◆ **Your task**: In the data below, how many lines contain the string "woman"? Give only the figure.

# # # # #

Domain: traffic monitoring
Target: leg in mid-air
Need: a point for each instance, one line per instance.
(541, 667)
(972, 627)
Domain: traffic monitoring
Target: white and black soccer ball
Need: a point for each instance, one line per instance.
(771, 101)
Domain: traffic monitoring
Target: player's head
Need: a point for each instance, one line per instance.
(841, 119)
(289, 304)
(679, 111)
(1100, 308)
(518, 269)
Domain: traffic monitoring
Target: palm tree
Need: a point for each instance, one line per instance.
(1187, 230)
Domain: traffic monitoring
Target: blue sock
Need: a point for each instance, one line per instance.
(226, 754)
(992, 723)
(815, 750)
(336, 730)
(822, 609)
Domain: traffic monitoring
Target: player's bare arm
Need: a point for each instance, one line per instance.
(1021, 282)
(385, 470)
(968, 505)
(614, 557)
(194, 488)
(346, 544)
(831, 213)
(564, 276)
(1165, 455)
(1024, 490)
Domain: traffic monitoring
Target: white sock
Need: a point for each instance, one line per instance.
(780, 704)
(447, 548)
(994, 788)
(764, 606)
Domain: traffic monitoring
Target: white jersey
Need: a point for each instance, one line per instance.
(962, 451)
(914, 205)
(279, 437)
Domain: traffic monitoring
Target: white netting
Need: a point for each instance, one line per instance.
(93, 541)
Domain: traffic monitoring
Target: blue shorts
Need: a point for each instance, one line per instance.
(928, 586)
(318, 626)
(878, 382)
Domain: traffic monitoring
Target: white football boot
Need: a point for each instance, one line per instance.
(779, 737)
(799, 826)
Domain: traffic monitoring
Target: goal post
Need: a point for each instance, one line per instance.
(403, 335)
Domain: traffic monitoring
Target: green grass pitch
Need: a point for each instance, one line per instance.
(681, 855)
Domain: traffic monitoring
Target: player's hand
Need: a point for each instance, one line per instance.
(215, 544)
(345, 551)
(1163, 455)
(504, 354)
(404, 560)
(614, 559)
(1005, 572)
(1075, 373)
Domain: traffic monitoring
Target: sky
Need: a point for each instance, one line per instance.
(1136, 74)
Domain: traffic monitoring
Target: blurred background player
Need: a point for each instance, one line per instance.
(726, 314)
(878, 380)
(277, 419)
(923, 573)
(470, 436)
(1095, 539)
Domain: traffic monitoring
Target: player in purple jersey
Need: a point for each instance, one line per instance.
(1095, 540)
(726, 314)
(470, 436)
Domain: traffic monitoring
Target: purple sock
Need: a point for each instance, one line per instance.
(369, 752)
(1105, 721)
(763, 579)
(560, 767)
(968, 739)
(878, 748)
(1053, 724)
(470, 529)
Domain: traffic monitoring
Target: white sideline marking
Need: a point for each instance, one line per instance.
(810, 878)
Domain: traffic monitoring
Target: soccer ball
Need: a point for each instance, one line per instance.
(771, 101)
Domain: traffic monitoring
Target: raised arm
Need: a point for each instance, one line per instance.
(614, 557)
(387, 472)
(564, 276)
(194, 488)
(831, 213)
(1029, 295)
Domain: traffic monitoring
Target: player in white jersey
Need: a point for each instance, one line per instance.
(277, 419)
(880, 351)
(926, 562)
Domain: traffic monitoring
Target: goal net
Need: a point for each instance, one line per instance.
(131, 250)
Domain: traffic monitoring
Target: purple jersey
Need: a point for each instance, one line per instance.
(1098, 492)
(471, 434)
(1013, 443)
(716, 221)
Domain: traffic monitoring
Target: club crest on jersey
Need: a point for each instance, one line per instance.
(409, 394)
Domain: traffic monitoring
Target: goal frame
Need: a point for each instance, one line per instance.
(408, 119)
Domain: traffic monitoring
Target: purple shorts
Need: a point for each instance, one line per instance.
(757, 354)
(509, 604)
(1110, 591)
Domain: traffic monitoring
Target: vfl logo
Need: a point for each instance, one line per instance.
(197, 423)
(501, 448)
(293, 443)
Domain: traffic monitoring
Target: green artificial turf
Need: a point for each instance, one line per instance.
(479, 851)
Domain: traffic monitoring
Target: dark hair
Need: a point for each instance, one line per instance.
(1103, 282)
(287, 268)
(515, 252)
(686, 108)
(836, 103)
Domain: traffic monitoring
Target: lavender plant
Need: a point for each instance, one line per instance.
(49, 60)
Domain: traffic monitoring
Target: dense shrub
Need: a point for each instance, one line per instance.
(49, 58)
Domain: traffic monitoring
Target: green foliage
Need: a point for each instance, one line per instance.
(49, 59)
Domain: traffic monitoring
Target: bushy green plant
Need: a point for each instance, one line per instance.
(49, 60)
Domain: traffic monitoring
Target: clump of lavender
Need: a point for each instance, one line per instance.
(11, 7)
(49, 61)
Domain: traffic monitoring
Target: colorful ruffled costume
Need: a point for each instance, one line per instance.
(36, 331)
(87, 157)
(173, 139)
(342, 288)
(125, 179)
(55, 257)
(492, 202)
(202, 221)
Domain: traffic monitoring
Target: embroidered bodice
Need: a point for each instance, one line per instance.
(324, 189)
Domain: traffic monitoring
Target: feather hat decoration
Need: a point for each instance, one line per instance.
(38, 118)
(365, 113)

# # # # #

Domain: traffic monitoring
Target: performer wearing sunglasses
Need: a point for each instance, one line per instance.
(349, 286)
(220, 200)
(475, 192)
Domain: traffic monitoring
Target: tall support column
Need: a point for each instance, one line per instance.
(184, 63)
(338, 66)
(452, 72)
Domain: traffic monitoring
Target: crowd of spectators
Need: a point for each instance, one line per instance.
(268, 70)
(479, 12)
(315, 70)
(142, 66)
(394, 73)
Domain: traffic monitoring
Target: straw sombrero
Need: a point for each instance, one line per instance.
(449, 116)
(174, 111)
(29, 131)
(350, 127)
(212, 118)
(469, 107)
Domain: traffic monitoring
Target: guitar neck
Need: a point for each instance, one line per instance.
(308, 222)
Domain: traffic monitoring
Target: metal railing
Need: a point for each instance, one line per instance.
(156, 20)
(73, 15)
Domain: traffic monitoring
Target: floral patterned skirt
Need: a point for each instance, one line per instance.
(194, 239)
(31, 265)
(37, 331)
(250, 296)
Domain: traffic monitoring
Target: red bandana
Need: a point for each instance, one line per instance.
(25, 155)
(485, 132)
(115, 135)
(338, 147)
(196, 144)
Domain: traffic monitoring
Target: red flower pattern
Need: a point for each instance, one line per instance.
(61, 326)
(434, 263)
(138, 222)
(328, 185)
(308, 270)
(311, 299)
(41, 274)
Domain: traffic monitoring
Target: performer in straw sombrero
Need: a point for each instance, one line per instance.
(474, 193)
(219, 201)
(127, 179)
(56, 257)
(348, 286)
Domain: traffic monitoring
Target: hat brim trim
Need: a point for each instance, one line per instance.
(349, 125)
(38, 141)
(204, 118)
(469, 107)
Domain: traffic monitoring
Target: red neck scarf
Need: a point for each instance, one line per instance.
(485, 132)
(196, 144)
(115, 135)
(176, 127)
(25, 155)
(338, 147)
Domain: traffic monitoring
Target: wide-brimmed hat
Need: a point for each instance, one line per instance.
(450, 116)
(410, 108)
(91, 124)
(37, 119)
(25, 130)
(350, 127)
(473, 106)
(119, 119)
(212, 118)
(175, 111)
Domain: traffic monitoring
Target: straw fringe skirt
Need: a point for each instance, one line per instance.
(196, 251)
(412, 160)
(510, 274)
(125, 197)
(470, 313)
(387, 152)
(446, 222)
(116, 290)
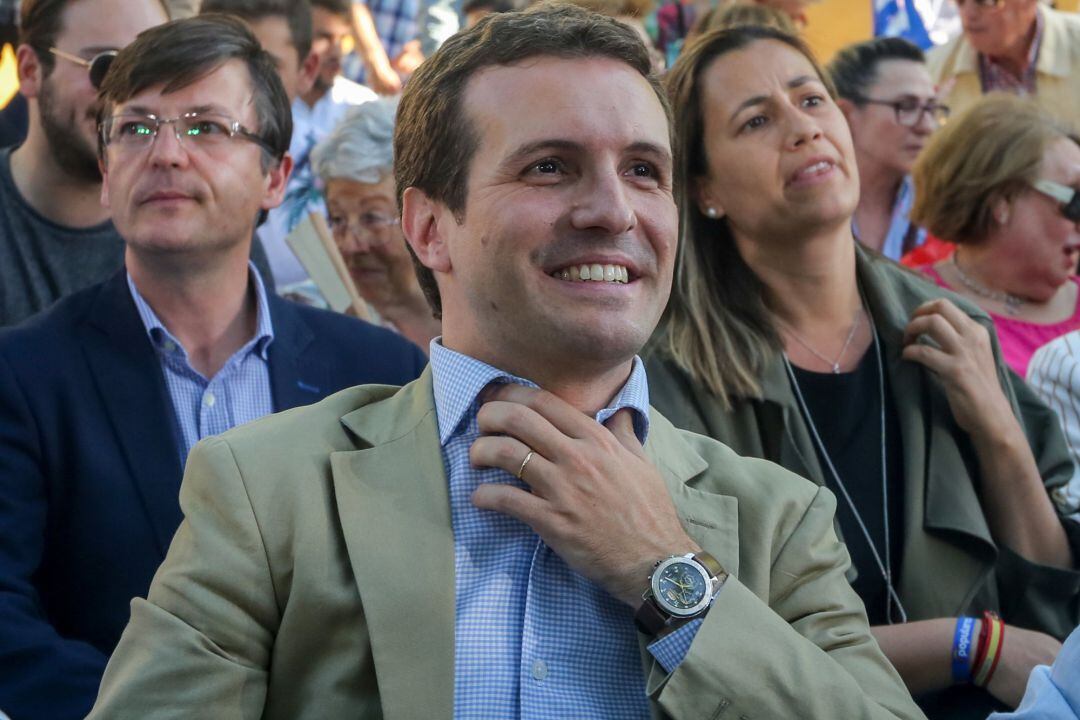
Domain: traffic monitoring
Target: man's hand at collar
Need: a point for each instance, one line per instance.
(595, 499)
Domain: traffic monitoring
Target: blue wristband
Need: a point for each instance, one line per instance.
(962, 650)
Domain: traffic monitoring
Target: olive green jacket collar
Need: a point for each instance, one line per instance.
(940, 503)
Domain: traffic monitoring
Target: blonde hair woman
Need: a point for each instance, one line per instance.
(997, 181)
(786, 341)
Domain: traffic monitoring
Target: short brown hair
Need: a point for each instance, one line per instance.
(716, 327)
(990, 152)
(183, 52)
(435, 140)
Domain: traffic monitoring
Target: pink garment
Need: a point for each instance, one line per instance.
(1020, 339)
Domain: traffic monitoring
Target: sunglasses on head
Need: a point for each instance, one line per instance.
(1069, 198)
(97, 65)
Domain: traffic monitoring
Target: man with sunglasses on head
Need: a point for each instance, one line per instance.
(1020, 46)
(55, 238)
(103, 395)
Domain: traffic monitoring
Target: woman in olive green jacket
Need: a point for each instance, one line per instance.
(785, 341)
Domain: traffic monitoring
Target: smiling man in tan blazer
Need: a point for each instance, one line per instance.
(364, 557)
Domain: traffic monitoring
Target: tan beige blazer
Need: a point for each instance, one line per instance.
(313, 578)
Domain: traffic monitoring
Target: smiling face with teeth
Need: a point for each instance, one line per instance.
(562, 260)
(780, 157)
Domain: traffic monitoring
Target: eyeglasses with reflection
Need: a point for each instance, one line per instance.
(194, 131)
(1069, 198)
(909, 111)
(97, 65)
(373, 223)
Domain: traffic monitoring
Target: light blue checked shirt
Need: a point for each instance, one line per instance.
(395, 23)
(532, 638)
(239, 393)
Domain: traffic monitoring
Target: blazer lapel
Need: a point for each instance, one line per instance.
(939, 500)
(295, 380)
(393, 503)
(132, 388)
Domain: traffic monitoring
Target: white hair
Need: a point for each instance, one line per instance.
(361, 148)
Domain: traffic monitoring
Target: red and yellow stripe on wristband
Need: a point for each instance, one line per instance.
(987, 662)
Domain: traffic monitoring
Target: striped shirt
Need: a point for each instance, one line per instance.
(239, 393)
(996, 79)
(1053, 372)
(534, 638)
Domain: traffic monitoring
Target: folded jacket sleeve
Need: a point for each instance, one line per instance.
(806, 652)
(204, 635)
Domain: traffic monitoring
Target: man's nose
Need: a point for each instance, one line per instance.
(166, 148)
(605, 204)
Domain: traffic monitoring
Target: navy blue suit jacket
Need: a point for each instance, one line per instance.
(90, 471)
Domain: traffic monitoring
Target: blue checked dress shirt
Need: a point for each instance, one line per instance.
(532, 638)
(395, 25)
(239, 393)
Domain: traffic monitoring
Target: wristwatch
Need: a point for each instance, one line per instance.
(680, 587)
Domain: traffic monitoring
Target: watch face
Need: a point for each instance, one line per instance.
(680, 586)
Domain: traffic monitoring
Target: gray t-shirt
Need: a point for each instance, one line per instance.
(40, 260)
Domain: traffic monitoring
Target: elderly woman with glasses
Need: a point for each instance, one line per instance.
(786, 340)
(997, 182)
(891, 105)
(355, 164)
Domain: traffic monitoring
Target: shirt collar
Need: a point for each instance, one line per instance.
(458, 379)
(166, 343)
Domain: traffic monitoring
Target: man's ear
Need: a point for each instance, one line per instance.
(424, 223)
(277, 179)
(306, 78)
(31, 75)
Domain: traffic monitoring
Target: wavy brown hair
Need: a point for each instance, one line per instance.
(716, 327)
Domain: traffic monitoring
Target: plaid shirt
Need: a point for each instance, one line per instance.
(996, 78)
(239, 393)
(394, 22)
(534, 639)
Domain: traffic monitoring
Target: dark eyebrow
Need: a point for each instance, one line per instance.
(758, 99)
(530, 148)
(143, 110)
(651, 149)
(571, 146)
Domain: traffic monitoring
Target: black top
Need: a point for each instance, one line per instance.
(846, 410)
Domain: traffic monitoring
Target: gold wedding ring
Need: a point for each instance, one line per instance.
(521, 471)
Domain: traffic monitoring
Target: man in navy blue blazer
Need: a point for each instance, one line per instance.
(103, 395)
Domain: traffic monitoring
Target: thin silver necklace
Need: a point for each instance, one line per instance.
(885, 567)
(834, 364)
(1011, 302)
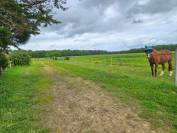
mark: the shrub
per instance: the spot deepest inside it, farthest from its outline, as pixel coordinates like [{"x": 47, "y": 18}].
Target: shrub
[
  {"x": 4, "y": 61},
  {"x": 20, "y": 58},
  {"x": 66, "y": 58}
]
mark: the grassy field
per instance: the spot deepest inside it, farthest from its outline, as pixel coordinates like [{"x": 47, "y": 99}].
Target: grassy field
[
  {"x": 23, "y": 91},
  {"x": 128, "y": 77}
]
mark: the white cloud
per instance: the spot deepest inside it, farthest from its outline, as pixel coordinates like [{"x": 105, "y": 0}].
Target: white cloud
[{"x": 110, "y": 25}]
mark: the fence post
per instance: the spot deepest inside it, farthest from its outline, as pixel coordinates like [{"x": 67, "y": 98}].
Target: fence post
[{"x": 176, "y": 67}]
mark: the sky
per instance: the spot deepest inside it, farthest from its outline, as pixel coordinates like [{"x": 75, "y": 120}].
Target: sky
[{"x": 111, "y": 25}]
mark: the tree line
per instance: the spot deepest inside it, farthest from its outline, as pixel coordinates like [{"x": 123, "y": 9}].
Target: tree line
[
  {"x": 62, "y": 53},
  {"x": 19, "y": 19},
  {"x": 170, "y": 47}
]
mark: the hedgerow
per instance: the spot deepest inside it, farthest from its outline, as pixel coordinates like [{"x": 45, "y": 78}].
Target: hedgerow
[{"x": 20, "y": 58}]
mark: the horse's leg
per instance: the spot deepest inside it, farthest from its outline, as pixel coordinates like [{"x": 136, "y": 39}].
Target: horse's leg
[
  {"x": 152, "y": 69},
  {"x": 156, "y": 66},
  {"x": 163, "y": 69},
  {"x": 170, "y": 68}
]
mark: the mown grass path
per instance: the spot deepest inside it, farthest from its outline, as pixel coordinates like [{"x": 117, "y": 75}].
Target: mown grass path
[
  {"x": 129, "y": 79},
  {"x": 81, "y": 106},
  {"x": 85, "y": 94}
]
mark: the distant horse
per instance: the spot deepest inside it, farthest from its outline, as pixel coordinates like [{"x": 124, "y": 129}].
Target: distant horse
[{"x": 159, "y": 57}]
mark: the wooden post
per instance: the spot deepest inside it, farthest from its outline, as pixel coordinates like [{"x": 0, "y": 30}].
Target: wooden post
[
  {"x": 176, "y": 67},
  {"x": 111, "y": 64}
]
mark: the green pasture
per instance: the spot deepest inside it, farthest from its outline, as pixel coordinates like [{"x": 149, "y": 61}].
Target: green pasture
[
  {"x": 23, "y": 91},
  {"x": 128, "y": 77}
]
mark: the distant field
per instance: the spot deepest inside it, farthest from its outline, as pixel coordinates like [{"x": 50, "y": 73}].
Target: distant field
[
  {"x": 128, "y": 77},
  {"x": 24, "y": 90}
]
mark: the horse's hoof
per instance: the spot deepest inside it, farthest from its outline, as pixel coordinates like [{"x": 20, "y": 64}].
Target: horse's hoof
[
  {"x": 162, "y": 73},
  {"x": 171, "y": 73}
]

# # # # #

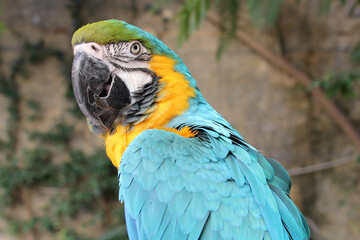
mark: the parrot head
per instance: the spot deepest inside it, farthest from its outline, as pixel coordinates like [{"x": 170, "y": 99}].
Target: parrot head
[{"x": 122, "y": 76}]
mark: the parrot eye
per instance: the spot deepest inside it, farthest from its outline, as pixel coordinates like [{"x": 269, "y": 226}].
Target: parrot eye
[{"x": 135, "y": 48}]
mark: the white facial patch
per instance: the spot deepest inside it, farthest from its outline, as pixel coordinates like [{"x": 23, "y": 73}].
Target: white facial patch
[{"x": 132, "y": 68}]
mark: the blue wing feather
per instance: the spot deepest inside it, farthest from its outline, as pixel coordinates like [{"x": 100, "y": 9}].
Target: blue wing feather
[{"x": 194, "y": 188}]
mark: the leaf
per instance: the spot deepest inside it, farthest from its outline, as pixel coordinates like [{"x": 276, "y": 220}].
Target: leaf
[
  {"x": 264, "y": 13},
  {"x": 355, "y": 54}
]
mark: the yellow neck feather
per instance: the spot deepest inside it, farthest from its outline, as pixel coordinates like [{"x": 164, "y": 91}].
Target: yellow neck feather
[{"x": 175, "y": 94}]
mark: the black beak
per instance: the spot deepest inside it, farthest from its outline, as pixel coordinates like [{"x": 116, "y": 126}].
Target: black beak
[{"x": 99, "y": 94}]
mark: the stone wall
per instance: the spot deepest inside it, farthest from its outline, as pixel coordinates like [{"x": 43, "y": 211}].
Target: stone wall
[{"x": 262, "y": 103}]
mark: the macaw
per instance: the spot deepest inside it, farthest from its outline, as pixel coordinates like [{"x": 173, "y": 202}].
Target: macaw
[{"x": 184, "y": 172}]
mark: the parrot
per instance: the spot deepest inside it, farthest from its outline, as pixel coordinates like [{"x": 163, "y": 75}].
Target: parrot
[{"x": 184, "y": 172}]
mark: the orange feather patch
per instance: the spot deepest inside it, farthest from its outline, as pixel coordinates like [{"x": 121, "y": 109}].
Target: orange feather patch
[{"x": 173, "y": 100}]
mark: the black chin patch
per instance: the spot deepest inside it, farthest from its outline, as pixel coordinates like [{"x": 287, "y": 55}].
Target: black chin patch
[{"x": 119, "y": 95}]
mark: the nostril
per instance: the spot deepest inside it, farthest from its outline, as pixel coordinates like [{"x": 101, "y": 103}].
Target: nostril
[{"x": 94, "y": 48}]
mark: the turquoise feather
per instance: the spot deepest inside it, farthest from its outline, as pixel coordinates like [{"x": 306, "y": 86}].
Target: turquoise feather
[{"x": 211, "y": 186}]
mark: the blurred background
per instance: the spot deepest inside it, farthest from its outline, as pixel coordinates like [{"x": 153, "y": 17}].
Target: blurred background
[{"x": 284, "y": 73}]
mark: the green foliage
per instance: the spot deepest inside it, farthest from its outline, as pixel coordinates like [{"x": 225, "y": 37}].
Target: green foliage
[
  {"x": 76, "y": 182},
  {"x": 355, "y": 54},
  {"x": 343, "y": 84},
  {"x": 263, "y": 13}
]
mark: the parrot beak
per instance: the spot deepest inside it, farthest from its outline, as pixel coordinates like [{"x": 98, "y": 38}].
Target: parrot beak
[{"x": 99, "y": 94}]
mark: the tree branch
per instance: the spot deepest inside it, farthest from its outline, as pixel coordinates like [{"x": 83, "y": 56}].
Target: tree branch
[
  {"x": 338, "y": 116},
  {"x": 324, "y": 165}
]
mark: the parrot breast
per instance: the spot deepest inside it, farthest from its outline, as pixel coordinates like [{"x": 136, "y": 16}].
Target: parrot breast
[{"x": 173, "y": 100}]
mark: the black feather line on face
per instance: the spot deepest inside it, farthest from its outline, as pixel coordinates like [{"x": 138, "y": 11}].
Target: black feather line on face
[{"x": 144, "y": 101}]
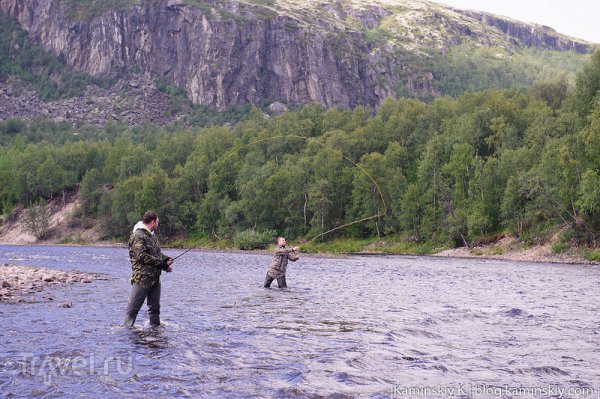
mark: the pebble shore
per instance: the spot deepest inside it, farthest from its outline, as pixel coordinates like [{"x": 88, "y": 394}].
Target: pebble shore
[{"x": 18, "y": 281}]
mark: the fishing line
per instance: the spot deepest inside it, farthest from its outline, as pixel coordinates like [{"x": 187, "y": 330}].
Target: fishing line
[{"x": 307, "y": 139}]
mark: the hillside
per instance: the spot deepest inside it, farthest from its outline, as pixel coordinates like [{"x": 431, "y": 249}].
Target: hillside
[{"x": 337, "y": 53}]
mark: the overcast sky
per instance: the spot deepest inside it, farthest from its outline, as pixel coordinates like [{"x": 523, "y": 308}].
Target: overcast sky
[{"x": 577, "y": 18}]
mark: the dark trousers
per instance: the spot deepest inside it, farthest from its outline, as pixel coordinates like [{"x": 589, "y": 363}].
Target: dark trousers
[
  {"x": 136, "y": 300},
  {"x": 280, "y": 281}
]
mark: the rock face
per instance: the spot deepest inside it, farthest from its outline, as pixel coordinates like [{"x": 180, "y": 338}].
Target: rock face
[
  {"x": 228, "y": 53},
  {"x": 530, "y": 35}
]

# # # # #

◆ **Output for this exercise**: 3